━━━━━ PROVIDED ENTRIES ━━━━━

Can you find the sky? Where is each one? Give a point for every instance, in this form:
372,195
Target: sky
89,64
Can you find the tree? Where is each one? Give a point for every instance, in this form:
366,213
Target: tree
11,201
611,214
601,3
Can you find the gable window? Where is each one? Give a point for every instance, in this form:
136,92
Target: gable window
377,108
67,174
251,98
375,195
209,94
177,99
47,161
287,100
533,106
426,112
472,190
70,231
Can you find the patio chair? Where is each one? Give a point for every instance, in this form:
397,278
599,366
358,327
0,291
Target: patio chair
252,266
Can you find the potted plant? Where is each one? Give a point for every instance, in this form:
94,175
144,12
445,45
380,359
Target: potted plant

━━━━━
━━━━━ PROVIDED ENTRIES ━━━━━

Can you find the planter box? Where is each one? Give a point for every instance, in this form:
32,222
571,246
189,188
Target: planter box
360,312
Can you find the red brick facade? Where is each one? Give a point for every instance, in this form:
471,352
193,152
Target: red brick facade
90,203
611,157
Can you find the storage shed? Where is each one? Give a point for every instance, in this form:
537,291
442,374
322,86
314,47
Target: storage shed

━━━━━

WHAT YOU SHOULD DO
This task needs one value: the number of lines in the material above that contain the word "each".

OUTPUT FOR THIS TASK
8